**Information provided**
● ● ● ● ●

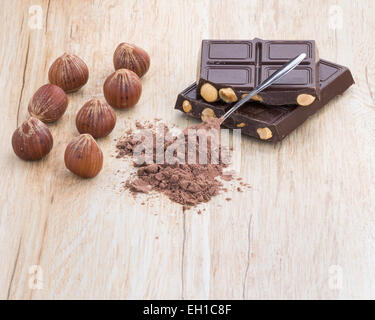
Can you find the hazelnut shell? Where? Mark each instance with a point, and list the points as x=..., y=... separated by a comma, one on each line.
x=129, y=56
x=69, y=72
x=122, y=89
x=32, y=140
x=48, y=103
x=97, y=118
x=83, y=156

● ● ● ● ●

**Problem**
Verbatim repeat, images removed: give each entry again exactly as it reads.

**Finished task**
Can you find the hazelnut shell? Where? Mark each instance with a point, and list the points as x=..., y=... separated by a comma, one on each line.
x=129, y=56
x=69, y=72
x=122, y=89
x=32, y=140
x=48, y=103
x=97, y=118
x=83, y=156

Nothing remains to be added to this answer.